*Extracted text:*
What other factors or elements play a role in this situation? I’ve read that Kazakhstan has implemented a new border monitoring system, but some experts argue that the border remains too porous due to the lack of customs checks. What do you think about these issues?

There are a couple of key issues. While there is a customs union, there are still customs checks. Trucks going in and out can be monitored, so claiming the border is too porous to control is an excuse to avoid accountability.

Another crucial aspect is trade with EU companies, which will likely never be fully checked due to its complexity and danger. Trade statistics show spikes across Central Asia and the Caucasus, indicating masked exports to Russia from Europe. Companies established in Kazakhstan that use these channels are often founded by Russian citizens or people with strong ties to Russia, to facilitate this trade. Monitoring this could be straightforward, but it’s unlikely to happen.

*Extracted records:*
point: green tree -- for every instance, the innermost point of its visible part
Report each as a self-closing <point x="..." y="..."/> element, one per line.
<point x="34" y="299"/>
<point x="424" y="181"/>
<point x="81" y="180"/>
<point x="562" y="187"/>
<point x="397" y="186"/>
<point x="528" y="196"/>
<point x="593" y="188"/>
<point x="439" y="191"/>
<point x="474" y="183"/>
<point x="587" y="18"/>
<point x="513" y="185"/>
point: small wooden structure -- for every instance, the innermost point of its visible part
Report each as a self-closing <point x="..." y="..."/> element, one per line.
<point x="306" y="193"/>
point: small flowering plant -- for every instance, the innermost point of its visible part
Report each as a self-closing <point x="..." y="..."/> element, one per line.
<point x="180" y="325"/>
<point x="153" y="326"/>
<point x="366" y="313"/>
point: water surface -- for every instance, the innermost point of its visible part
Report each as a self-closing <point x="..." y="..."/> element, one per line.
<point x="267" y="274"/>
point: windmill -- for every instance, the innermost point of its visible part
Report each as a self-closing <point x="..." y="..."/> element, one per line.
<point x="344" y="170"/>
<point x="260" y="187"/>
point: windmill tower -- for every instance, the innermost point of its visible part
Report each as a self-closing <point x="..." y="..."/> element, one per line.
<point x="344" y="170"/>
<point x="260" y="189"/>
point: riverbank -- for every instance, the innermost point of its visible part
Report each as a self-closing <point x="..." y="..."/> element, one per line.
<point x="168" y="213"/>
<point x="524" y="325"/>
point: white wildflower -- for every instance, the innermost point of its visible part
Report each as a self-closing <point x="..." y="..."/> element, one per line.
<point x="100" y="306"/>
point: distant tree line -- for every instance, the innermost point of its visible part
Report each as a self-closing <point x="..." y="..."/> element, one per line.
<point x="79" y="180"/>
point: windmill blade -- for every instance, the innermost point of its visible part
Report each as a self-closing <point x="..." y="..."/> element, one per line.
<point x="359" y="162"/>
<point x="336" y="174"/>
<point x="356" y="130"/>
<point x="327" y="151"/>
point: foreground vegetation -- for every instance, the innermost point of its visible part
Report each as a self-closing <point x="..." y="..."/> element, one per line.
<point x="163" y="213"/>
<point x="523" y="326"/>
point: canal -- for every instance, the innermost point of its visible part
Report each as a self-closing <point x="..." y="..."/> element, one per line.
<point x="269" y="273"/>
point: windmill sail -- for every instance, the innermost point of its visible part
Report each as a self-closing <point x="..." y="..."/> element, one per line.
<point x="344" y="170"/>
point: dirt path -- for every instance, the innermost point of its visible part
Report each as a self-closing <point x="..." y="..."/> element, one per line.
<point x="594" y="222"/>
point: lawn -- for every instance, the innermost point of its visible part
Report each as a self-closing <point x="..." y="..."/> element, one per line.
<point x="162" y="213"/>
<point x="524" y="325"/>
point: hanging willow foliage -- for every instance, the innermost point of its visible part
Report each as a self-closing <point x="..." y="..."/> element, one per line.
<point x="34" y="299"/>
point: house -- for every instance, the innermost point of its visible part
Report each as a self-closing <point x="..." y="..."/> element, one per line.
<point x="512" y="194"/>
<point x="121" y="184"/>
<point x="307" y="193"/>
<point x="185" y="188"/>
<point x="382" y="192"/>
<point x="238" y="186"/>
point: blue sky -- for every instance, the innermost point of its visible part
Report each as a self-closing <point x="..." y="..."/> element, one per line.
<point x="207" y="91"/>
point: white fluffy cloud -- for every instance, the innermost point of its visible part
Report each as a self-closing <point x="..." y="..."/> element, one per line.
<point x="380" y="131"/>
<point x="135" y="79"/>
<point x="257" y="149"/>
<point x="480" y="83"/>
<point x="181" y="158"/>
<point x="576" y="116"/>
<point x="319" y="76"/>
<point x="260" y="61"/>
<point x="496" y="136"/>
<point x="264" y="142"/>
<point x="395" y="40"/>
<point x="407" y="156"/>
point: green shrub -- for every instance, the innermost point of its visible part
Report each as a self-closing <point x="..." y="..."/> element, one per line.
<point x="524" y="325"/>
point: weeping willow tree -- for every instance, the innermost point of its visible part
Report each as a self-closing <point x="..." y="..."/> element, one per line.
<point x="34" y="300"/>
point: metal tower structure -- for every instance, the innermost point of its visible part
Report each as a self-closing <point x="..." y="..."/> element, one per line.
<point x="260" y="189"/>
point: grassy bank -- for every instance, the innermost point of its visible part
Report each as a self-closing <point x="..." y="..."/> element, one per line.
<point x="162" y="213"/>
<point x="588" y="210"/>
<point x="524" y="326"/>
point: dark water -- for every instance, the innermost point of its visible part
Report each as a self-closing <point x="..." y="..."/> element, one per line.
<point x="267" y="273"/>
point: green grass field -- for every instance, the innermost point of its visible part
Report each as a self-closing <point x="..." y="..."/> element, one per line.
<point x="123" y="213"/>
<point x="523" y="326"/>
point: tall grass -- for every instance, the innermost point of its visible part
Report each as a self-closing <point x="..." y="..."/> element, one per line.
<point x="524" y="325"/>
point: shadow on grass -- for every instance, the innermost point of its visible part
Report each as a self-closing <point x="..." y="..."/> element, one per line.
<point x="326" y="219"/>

*To do:*
• A. Please transcribe a passage from the text on Kazakhstan's border: begin at the words "There are a" and stop after "unlikely to happen.".
• B. List every country and region the text on Kazakhstan's border names, each once, leaving out the abbreviation EU.

*Outputs for the tasks:*
• A.
There are a couple of key issues. While there is a customs union, there are still customs checks. Trucks going in and out can be monitored, so claiming the border is too porous to control is an excuse to avoid accountability.

Another crucial aspect is trade with EU companies, which will likely never be fully checked due to its complexity and danger. Trade statistics show spikes across Central Asia and the Caucasus, indicating masked exports to Russia from Europe. Companies established in Kazakhstan that use these channels are often founded by Russian citizens or people with strong ties to Russia, to facilitate this trade. Monitoring this could be straightforward, but it’s unlikely to happen.

• B. Kazakhstan, Central Asia, the Caucasus, Russia, Europe